#### [Region pointing data]
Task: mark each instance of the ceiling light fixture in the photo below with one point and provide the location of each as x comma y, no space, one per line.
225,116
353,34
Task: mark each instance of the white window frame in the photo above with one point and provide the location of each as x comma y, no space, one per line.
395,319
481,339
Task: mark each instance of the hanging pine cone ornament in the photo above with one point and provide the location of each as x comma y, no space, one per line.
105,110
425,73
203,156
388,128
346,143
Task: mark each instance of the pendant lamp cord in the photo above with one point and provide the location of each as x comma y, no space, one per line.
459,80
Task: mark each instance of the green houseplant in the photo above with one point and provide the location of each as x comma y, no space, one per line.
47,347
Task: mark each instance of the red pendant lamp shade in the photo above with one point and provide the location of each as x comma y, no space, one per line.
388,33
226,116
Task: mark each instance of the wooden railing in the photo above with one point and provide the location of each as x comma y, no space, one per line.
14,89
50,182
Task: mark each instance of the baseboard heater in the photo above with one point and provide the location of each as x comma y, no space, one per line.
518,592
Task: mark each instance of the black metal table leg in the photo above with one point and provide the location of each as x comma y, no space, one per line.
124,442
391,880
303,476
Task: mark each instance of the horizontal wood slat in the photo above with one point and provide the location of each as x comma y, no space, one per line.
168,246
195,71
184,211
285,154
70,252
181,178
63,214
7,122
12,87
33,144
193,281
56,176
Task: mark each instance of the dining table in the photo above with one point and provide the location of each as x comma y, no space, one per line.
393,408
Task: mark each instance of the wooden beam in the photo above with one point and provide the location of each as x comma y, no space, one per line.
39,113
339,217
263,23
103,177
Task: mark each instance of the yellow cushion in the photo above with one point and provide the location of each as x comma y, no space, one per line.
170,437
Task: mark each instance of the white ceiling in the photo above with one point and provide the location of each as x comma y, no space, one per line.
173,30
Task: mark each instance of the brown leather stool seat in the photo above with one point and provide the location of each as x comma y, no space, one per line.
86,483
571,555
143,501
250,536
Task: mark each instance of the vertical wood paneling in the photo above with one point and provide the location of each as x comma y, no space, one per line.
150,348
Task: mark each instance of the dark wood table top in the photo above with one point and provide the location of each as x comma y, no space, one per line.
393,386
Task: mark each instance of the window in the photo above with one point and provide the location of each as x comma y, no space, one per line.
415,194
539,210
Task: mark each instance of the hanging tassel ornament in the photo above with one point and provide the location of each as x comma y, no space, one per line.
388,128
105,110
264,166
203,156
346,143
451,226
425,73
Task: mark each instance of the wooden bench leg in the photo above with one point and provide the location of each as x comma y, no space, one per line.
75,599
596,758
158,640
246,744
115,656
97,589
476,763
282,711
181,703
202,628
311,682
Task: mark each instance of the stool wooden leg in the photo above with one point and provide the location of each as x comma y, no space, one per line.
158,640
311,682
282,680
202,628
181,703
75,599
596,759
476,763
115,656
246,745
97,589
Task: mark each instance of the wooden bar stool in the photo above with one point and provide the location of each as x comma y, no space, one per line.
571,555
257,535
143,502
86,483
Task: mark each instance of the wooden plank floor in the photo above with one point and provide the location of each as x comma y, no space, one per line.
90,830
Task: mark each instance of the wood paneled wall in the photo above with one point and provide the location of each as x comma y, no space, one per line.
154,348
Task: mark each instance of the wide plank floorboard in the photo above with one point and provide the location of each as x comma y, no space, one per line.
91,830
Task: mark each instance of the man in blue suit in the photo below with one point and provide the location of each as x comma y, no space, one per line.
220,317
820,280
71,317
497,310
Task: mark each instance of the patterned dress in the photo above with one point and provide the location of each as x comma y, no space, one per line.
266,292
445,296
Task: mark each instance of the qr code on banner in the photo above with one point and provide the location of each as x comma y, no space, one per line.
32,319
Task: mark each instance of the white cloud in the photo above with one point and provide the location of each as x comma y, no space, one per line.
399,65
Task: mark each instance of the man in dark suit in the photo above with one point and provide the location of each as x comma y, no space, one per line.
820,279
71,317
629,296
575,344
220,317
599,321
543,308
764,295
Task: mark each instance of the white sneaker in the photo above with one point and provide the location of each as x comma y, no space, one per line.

#### [Work request]
Word for word, retype all of the entries above.

#### [Answer to this exercise]
Task: mark each instance of the ceiling light fixture in the photo below with one point and provide the location of each as x comma y, no space, one per line.
225,116
353,34
Task: mark each instance of the white window frame in the photo above with one point and provide the location of each as x comma y, no space, one per line.
395,319
481,339
Task: mark each instance of the hanging pine cone ornament in the photo above with one point and provide the location of each as x comma y, no space, one per line.
105,110
425,73
203,156
388,128
346,143
Task: mark each instance of the pendant lamp cord in the photo above with one point and provide the location of each as x comma y, no space, one per line.
459,80
Task: mark each instance of the green houseplant in the photo above with one point and provide the location of each as x comma y, no space, one per line.
47,347
Task: mark each instance of the red pendant lamp shade in the photo above with one point and provide the location of each as x comma y, no space, one per line.
388,33
226,116
Task: mark each instance of the wooden railing in the photo above with one point and provide the location of each as x comma y, no space, one per line.
14,89
50,182
Task: mark each instance of the baseboard heater in the photo above with one point and provide the location of each as x comma y, no space, one per line.
518,592
Task: mark each instance of the black metal table leg in the photo above with one point and provide the location of each as x comma y, no space, one per line.
124,442
391,880
303,476
Task: mark each instance of the horizontal wood slat in the photo above with one point and provide the location of each as x comma y, no space, one per line.
168,246
195,71
184,211
285,154
70,252
181,178
63,214
7,122
12,87
33,144
193,281
56,176
Task: mark each instance of the dining table in the photo above with one point and provide the location of each as x comma y, no space, one per line.
393,408
Task: mark each instance of the wooden beam in the photo above with one point and provide the location of each as x comma y, no space, one per line.
39,113
339,217
263,23
103,177
Task: mark each instance of the yellow cushion in the photo above with one point and provide the location of each as x comma y, no space, one per line.
170,437
Task: mark each instance of the white ceiling in the photo above with one point and provide the location of each as x comma y, no space, one per line.
173,30
Task: mark each instance of the brown leather stool seat in the photo above with one point and provide the location of each as x comma y, no space, one per line.
86,483
571,555
143,501
250,536
Task: mark each instance of the vertical wood paneling in the photo above with one point and provide the location of each as x comma y, no space, one per line.
150,348
Task: mark each instance of the dark wood table top in the photo above with one point and provide the location of each as x comma y, no space, one per line.
393,386
Task: mark each instance of the window in the photo above with one point and provide the location of each as x comma y, no space, one per line.
415,194
539,210
Task: mark each instance of the hanging tassel ornament in the photo above with one point and provide the location of each as x comma y, no space, one per line.
388,128
105,110
264,166
203,156
346,143
451,226
425,73
Task: mark each instance of the wooden bench leg in the photo above with one point and provide the location of each as x comma y, no space, one per line.
75,599
596,758
158,640
246,744
115,656
97,589
476,763
282,711
181,703
202,628
311,682
Task: mark each instance of the stool wooden leg in the photo above with one point and provide the location of each as x comma y, no space, one per line.
158,640
311,682
282,680
202,628
181,703
75,599
596,759
476,763
115,656
246,745
97,589
Task: mark each instance of the wooden bar stool in the photo above with one point and provide the location of each as x comma y, no space, one per line.
571,555
257,535
143,502
86,483
Task: mark each instance of the wooden plank floor in the photo above with one point and provide the location of each as x comma y, no space, one per line.
90,830
Task: mark each instance of the wood paneled wall in the photo above with one point and provide the location of each as x comma y, no space, one per line.
154,348
Task: mark each instance of the wide plank floorboard in the photo above with one point and provide the location of each as x comma y, no space, one per line.
91,830
Task: mark each instance of the man in blue suit in the photo below with one point and provide the location of each as x comma y, no space, one per line.
220,317
820,280
71,317
497,310
Task: mark each instance of the patterned dress in the photo above with one point and provide the location of each as x comma y, no space, one per line.
266,292
445,296
Task: mark each instance of the qr code on banner in the photo above with one point and provide the location of each as x comma y, no space, one per line.
32,319
Task: mark each instance of the white cloud in the photo above with one point and provide the location of each as x comma y, no space, one per line.
399,65
Task: mark each instance of the man in dark suit in the photo above with one point and provide the location of each as x comma y, no space, one per line.
820,279
71,317
629,296
575,344
220,317
599,321
543,308
764,295
Task: mark each instance of the white sneaker in the photo above with one point and provide the location of each as x comma y, no space, one per line.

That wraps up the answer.